_WORK ITEM_
Word for word, print all of the entries below.

▶

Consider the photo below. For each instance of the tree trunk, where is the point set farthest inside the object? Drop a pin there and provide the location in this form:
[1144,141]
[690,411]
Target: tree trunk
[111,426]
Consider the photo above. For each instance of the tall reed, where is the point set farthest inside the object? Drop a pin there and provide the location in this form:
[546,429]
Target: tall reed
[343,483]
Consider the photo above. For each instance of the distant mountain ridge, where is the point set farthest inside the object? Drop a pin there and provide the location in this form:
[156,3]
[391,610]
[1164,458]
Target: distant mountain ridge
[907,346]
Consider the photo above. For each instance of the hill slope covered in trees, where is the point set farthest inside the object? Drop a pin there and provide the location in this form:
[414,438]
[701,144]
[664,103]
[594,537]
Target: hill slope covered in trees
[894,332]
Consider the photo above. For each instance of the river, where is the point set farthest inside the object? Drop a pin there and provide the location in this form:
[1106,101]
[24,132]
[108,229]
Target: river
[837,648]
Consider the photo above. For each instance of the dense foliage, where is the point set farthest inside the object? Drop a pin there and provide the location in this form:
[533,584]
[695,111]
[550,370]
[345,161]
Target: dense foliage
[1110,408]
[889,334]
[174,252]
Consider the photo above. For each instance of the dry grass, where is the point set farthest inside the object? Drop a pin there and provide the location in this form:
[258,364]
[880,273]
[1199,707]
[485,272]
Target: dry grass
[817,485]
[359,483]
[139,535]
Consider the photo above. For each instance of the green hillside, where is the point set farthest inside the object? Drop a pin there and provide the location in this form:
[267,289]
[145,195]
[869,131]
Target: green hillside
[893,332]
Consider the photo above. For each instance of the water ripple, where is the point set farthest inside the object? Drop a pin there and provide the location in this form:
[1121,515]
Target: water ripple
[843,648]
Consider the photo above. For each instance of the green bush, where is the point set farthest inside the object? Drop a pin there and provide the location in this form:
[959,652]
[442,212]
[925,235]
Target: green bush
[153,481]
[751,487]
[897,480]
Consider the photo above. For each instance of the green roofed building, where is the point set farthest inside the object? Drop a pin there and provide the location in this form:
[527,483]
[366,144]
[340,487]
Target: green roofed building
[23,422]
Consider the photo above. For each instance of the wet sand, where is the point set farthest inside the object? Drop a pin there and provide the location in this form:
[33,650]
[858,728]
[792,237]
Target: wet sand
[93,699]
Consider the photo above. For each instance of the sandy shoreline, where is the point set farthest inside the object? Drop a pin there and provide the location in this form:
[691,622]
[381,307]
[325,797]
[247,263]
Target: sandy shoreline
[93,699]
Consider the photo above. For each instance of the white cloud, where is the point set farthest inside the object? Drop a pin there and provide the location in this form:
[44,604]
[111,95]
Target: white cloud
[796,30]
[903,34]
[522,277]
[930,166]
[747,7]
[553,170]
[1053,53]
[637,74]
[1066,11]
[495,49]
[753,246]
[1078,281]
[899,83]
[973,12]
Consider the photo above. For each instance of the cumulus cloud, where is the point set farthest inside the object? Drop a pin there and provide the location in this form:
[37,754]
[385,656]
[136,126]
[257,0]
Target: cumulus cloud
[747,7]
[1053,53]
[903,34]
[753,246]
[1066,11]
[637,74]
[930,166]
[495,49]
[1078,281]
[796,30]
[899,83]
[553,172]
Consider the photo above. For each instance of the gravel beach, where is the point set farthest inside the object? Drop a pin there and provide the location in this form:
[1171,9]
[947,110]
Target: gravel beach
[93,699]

◀

_RESPONSE TO THIS TASK_
Consider the photo below. For each instance of the tree trunk, where is the point set farthest inside the object? Drop a pin there and provide the location in this form:
[1144,141]
[690,411]
Target: tree trunk
[111,426]
Consider the photo above. For each instance of the tall reed, where is the point set farthest inside the object? Drop a pin there and provide the location in this form:
[546,429]
Target: tall reed
[343,483]
Consider the photo above. For each instance of the distant mountain ridge, where is the point set farthest inside the object? Drop a pin there and provide the location in this form:
[156,3]
[391,610]
[1164,458]
Target: distant mountain ridge
[907,346]
Consider the photo above. For each instance of the hill slope covered in trees, where is the point set farthest inside the object? Drop a pin there and provide the location in this form:
[414,438]
[701,144]
[664,103]
[594,537]
Target: hill slope covered in trees
[894,332]
Consider the photo above. For each instance of the river, where is the point set farthest inside the object? Drop a pin there and provide the location in this form:
[1106,101]
[24,132]
[108,229]
Target: river
[837,648]
Consider the photo above. For each instance of the dense foliage, where is the point set farthest inside the object? Drop a pin there and provide the location in this form:
[533,584]
[695,111]
[550,370]
[345,161]
Target: dense foliage
[1110,408]
[889,334]
[174,252]
Consider the photo above. For each instance of the dry grass, where is the point set farthest inside the object? Drop a pin there and provide the location in this form:
[258,364]
[880,273]
[1199,707]
[485,272]
Target: dry grass
[817,485]
[359,483]
[139,535]
Consider the photo above. For each instance of the green hillside, where is the point set farthest inside the object? Drop a pin there and provide the location in this form:
[267,289]
[145,195]
[869,131]
Target: green hillside
[893,332]
Consider the photo above. For each instance of the water ripple, where is the point set farthest inside the object? Drop a pin there and provide the location in this form:
[1121,515]
Target: water ripple
[843,648]
Consider the photo above. For each instance of the green bush, where is the point set farthest inside the object? Drop a pin there and provide the location in this form:
[959,652]
[442,212]
[925,235]
Target: green bush
[153,481]
[751,487]
[897,480]
Consider the photo above. For each instance of the green roofed building, where is the point set farthest inside the object? Drop a pin there and provide the location in this form:
[527,483]
[366,144]
[340,487]
Target: green roofed building
[23,422]
Consider the photo above. For each instance of the wet sand, where is the point set farthest inside the object? Drop a pin there and provide the location in this form:
[33,650]
[858,728]
[792,237]
Target: wet sand
[93,699]
Consider the photo above. For each instance of the sandy shoreline, where is the point set farthest inside the object? Drop a pin there and provide the location in this form:
[691,622]
[381,307]
[325,797]
[247,263]
Target: sandy shoreline
[93,699]
Consider the photo above. For each instance of the white cloud, where is the point set farthest inside the object? Drop a pin there and provide the location in this form:
[44,604]
[111,95]
Target: white cloud
[796,30]
[903,34]
[522,277]
[930,166]
[747,7]
[553,170]
[1053,53]
[637,74]
[1066,11]
[495,49]
[753,246]
[1078,281]
[899,83]
[973,12]
Consider the photo above. For each instance of the cumulus cloud, where is the point set farthest inside the object? Drop a pin there and provide the location in this form:
[37,754]
[385,656]
[136,126]
[257,0]
Target: cumulus cloud
[747,7]
[1053,53]
[903,34]
[753,246]
[1066,11]
[637,74]
[930,166]
[495,49]
[1078,281]
[796,30]
[899,83]
[553,172]
Consider the photo above. For each instance of the gravel beach, where is the point set farthest inside the object? Drop a pin there and provide the location in this form:
[1171,9]
[947,110]
Target: gravel beach
[93,699]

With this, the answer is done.